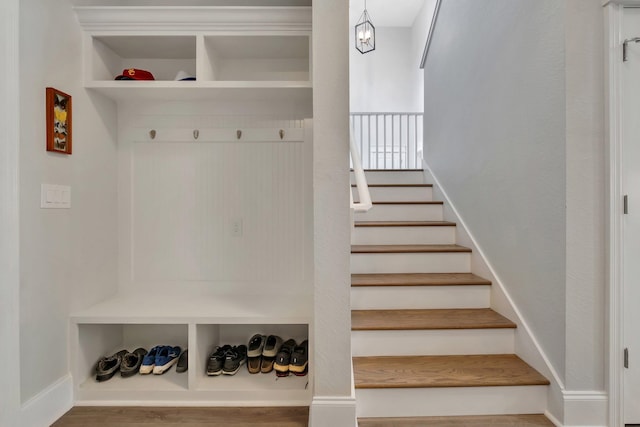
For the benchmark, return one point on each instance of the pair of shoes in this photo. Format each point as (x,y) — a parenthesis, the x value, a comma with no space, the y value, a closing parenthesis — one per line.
(292,358)
(108,366)
(159,359)
(262,352)
(131,362)
(226,360)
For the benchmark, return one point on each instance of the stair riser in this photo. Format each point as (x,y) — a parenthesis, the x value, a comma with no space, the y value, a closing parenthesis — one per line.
(402,213)
(437,342)
(405,177)
(411,263)
(398,194)
(424,402)
(417,297)
(440,235)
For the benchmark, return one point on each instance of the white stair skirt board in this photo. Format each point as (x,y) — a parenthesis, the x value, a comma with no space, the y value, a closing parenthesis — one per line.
(411,262)
(414,235)
(451,401)
(430,212)
(48,405)
(392,177)
(432,342)
(409,297)
(397,194)
(333,411)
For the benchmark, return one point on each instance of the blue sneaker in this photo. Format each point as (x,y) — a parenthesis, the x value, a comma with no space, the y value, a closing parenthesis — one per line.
(149,360)
(166,358)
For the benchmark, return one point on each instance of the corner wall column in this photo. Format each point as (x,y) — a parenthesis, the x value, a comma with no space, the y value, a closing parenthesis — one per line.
(333,402)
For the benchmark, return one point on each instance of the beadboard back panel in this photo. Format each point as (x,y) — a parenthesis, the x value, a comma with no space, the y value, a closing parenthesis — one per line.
(221,213)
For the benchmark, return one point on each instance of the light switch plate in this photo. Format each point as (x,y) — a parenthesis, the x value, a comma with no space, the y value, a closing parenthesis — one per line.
(55,196)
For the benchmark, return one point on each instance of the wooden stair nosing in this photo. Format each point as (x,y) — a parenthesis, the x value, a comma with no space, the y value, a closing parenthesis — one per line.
(489,370)
(520,420)
(428,319)
(418,279)
(403,249)
(397,185)
(404,224)
(409,202)
(390,170)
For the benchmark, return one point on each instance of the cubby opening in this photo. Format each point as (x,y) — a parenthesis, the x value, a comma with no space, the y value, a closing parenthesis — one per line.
(99,340)
(163,56)
(256,58)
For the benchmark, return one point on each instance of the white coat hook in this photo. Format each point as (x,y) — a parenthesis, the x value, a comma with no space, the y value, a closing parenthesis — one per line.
(624,47)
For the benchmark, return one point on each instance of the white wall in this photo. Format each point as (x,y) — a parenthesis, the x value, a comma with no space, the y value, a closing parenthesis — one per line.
(495,139)
(388,78)
(67,257)
(180,241)
(9,213)
(585,196)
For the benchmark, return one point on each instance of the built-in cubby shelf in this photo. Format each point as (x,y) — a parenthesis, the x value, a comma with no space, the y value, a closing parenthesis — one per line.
(234,53)
(229,50)
(199,324)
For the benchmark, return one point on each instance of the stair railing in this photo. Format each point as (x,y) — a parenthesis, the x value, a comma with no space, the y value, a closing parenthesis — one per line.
(389,140)
(364,198)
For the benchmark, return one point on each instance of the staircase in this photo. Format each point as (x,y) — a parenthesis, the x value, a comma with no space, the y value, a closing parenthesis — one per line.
(425,341)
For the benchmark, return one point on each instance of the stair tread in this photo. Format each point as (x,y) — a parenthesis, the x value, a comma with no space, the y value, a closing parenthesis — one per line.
(404,224)
(444,371)
(428,319)
(397,185)
(407,248)
(524,420)
(418,279)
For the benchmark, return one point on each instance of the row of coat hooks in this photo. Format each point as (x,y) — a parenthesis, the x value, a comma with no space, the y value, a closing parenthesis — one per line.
(196,134)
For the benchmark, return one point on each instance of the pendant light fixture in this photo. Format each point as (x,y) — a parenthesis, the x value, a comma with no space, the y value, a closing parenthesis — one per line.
(365,32)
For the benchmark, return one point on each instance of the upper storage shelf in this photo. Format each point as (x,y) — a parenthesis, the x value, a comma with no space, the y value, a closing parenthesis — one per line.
(235,52)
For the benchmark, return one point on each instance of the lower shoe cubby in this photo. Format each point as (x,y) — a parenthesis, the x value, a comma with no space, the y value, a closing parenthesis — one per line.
(92,341)
(95,341)
(242,386)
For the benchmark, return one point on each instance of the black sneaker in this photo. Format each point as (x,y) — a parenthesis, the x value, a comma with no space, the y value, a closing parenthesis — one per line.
(299,363)
(236,357)
(131,362)
(283,358)
(108,366)
(183,362)
(216,360)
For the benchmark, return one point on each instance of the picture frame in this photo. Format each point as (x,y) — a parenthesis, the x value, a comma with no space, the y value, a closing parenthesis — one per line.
(58,107)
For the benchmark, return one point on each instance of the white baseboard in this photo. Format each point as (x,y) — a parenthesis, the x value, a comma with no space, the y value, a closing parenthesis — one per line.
(48,405)
(331,411)
(585,408)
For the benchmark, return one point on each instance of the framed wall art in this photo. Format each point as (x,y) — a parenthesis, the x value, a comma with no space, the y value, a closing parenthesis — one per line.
(58,121)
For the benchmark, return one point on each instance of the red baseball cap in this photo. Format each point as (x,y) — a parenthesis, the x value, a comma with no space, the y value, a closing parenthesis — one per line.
(135,74)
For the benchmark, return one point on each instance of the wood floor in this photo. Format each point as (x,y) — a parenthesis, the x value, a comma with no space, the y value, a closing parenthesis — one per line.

= = = =

Goal:
Quote the preceding listing precisely and completely, omitting its images.

Correct output:
For the benchmark, return one point on each instance of the pair of shoes in this photo. Format each point as (x,y) — a parenthesis, the x value, a comma with no space, the y value, a closing parenthesis — one per line.
(292,358)
(108,366)
(159,359)
(262,352)
(131,362)
(226,360)
For the benchmark, return one point on each instance of the stair riser in this photo. Format each point as (x,y) — a parenthesis, the x value, a comma with no space, the y value, a closing parenthesis — one per line.
(402,213)
(437,342)
(405,177)
(411,263)
(398,194)
(424,402)
(417,297)
(440,235)
For the benchmark, return one point on each instance of the white stair skirt board in this photo. Format each point as (x,y) — a parenthesis, the x value, a comma with no space, the y value, a closing parenthesis — one per line.
(411,262)
(414,235)
(451,401)
(430,212)
(48,405)
(392,177)
(432,342)
(409,297)
(397,194)
(333,411)
For the benchmark, return one point on each instance of the blue sneaker in this photo. Format each point as (x,y) — a parenthesis, the x value, a comma with no space, the y value, a closing parenthesis — one per line.
(149,360)
(166,358)
For the benchmark, return one point on each instance of the corner wall column in this photo. Format each point as (x,y) — a parenthesis, the x value, a comma with no space, the y value, a closing parenthesis — one per line.
(333,402)
For the benchmark, return one point on each instance of the beadboard back panel in this photo. Format each point as (x,y) — a parenthesis, the x value, a comma with no space, the y value, a closing parenthesis — one per line.
(221,213)
For the benchmark, return one point on each instance of the light switch plate in this photo. Format each point as (x,y) — a parenthesis, the x value, a comma with no space, the y value, a closing parenthesis — one per line.
(55,196)
For the benchmark, return one point on each instance of the wooden stair nosing in this photo. Format each point as (x,y) — a parenthesis, the x value, a comma with no space, the y value, a closing parenthesis — one per line.
(489,370)
(520,420)
(428,319)
(418,279)
(403,249)
(397,185)
(404,224)
(409,202)
(390,170)
For the benchmark, return one point on each instance of the cubby opening in this photo. Format each point as (x,y) — a parenthesis, the x value, a comma with no space, the y value, a closing parenthesis — one per line.
(99,340)
(163,56)
(256,58)
For the benchmark, return one point on each instance of the white coat hook in this photo. Format each point as (x,y) — a parenthesis, the x value, a comma with no space, the y value, a closing parenthesis — one per line.
(624,47)
For the benchmark, return one point on each instance of the white wall in this photo. Format each point as (x,y) — a parenthesis, the x value, a comma with no space, the y value, a closing parenthesis — one per line.
(495,139)
(388,78)
(67,257)
(180,241)
(9,213)
(585,196)
For the benchmark, return one point on each instance of the built-in cubby shelf in this photo. Format each point as (x,y) — a parenthesis, the x value, a comma with no space, the y value, a closing parenthesis — one per line.
(234,53)
(229,50)
(199,324)
For the benchmark, return one point on each instance of the stair railing in this photo. Format each point as (x,y) — a parenthesis, the x value, a comma with no space, the y value, a closing parenthesis — one per line.
(389,140)
(364,198)
For the benchmark, return one point on each instance of the staircase in this photo. Format each point as (x,y) — a parenthesis, the x value, a comma with no space, the y value, a closing parenthesis — one per line.
(425,341)
For the benchmark, return one point on each instance of the stair tread in this photo. Format each point as (x,y) — a parenthesis, the x value, a comma with no space, the y value, a closing parenthesis — one per line.
(404,224)
(444,371)
(428,319)
(397,185)
(407,248)
(524,420)
(418,279)
For the benchmark, return one point on each instance of the row of coat hooks in this photo. Format each point as (x,y) — a parenthesis, the x value, a comma with no space, the y value, a closing parenthesis — one per line.
(196,134)
For the benchmark, return one point on each instance of the pendant light fixture in this photo. Format each point as (x,y) — a parenthesis, the x value, a comma with no space, the y value, a closing parenthesis — one per line.
(365,32)
For the benchmark, return one point on each instance of the upper storage shelf in this photo. Format each point as (x,y) — a parenthesis, the x value, a comma with no space, the y value, a closing parenthesis — one per line.
(235,52)
For the benchmark, return one point on each instance of the lower shoe cubby in this photo. Format each point as (x,y) — a parenthesis, the x value, a comma with no space, the y value, a closing parenthesis — one per line.
(92,341)
(95,341)
(242,386)
For the benchmark, return one point on each instance of the black sneaker in this photo. Format each point as (x,y) — a parenthesis, the x value, a comma with no space, the y value, a closing parenthesis — one per line.
(299,363)
(236,357)
(131,362)
(283,358)
(108,366)
(183,362)
(216,360)
For the benchmark, return one point on each instance of the picture frame in this photo. Format each point as (x,y) — a parenthesis, the x value, a comma with no space, the y value, a closing parenthesis — one per line.
(58,107)
For the benchmark, return one point on each instance of the white baseboard in this photo. Format each point as (x,y) — a parenthesis, the x value, a comma with no space, the y value, a closing parenthesis — one per line.
(48,405)
(331,411)
(585,408)
For the benchmark, return one point on each instance of the framed wall art in this photo. Format each point as (x,y) — a parenthesis, the x value, a comma with no space, the y value, a closing parenthesis — one per line.
(58,121)
For the benchmark, return one point on each instance of the red baseball cap in this photo. Format each point as (x,y) — a parenthesis, the x value, a comma with no space, the y value, a closing parenthesis — one per line.
(135,74)
For the benchmark, return one point on each instance of the wood floor in this photo. Format each point as (x,y) — a parenthesis, the x value, a comma with no space, the y value, a closing parenthesis — one per line.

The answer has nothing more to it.